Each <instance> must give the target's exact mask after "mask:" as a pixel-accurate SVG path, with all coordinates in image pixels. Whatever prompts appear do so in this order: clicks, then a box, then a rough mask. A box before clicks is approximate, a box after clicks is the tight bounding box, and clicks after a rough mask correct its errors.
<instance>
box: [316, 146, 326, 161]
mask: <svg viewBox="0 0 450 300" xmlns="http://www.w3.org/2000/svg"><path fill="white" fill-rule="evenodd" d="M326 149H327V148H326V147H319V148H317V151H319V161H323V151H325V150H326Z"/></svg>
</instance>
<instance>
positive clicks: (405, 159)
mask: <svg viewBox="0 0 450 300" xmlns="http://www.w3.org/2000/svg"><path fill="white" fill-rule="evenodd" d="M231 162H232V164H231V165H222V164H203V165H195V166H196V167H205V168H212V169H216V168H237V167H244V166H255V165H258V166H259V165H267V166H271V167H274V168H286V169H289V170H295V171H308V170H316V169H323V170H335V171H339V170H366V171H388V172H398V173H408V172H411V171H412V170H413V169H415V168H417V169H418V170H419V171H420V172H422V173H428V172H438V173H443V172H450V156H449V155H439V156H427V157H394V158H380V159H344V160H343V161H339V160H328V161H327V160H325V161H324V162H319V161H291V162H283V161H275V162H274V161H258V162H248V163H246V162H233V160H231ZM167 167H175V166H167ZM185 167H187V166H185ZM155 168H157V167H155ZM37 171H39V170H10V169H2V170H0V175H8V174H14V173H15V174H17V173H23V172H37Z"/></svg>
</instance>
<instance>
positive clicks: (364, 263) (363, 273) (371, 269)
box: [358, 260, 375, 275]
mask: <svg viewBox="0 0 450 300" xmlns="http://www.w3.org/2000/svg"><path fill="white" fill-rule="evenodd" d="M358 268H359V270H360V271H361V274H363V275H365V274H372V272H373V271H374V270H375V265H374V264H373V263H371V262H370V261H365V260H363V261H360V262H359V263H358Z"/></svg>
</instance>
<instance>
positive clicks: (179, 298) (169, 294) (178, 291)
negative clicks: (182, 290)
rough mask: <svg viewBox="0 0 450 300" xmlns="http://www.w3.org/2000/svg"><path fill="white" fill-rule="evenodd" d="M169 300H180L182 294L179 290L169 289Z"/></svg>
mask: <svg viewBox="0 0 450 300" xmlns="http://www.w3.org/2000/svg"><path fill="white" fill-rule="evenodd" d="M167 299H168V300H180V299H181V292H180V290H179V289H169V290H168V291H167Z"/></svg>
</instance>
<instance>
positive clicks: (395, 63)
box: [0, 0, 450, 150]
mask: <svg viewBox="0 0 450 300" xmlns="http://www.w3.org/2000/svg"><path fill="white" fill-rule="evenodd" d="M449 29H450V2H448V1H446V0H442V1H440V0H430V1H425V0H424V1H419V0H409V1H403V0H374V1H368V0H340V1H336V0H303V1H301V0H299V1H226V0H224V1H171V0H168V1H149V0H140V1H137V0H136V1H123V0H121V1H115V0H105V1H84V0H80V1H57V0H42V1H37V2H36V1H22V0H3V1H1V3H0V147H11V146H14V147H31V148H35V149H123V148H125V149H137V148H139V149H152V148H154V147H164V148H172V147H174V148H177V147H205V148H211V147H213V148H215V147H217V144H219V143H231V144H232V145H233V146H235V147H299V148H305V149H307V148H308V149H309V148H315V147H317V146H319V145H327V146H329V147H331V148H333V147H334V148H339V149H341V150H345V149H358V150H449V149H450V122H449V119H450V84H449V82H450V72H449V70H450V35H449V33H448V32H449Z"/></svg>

=== Exercise description ===
The listing is to be retyped in full, exactly as shown.

=== Solution to this task ===
Each <instance> must give the target's exact mask after "mask:" as a pixel-accurate SVG path, with all coordinates in image pixels. Whatever prompts appear do so in this order: clicks, then a box, then a rough mask. A box before clicks is approximate, a box after clicks is the tight bounding box, and clicks after a rough mask correct its errors.
<instance>
box: [316, 146, 326, 161]
mask: <svg viewBox="0 0 450 300" xmlns="http://www.w3.org/2000/svg"><path fill="white" fill-rule="evenodd" d="M326 149H327V148H326V147H319V148H317V151H319V161H323V151H325V150H326Z"/></svg>
</instance>
<instance>
positive clicks: (405, 159)
mask: <svg viewBox="0 0 450 300" xmlns="http://www.w3.org/2000/svg"><path fill="white" fill-rule="evenodd" d="M231 162H232V164H231V165H222V164H203V165H195V166H196V167H205V168H212V169H216V168H237V167H244V166H255V165H258V166H259V165H267V166H271V167H274V168H286V169H289V170H295V171H308V170H316V169H323V170H335V171H339V170H366V171H388V172H398V173H408V172H411V171H412V170H413V169H415V168H417V169H418V170H419V171H420V172H422V173H428V172H438V173H443V172H450V156H449V155H439V156H427V157H394V158H380V159H344V160H343V161H339V160H328V161H327V160H325V161H324V162H319V161H291V162H283V161H275V162H274V161H258V162H248V163H246V162H233V160H231ZM167 167H175V166H167ZM185 167H187V166H185ZM155 168H157V167H155ZM37 171H39V170H10V169H2V170H0V175H8V174H14V173H15V174H17V173H23V172H37Z"/></svg>
</instance>
<instance>
positive clicks: (364, 263) (363, 273) (371, 269)
box: [358, 260, 375, 275]
mask: <svg viewBox="0 0 450 300" xmlns="http://www.w3.org/2000/svg"><path fill="white" fill-rule="evenodd" d="M358 268H359V270H360V271H361V274H363V275H365V274H372V272H373V271H374V270H375V265H374V264H373V263H371V262H370V261H365V260H363V261H360V262H359V263H358Z"/></svg>
</instance>
<instance>
positive clicks: (179, 298) (169, 294) (178, 291)
negative clicks: (182, 290)
rough mask: <svg viewBox="0 0 450 300" xmlns="http://www.w3.org/2000/svg"><path fill="white" fill-rule="evenodd" d="M169 300H180L182 294L179 290L169 289Z"/></svg>
mask: <svg viewBox="0 0 450 300" xmlns="http://www.w3.org/2000/svg"><path fill="white" fill-rule="evenodd" d="M167 299H168V300H180V299H181V292H180V290H179V289H169V290H168V291H167Z"/></svg>
</instance>
<instance>
positive clicks: (395, 63)
box: [0, 0, 450, 150]
mask: <svg viewBox="0 0 450 300" xmlns="http://www.w3.org/2000/svg"><path fill="white" fill-rule="evenodd" d="M449 29H450V2H448V1H446V0H442V1H440V0H430V1H425V0H424V1H419V0H409V1H403V0H374V1H368V0H340V1H336V0H303V1H301V0H299V1H226V0H224V1H171V0H168V1H149V0H140V1H137V0H136V1H123V0H121V1H115V0H105V1H84V0H80V1H57V0H42V1H37V2H36V1H22V0H3V1H1V3H0V147H11V146H14V147H31V148H35V149H123V148H125V149H137V148H139V149H152V148H154V147H164V148H172V147H174V148H177V147H205V148H211V147H213V148H215V147H217V144H219V143H231V144H232V145H233V146H235V147H299V148H305V149H307V148H308V149H309V148H315V147H317V146H319V145H327V146H329V147H331V148H333V147H334V148H339V149H341V150H345V149H358V150H449V149H450V122H449V119H450V84H449V82H450V72H449V70H450V35H449V33H448V32H449Z"/></svg>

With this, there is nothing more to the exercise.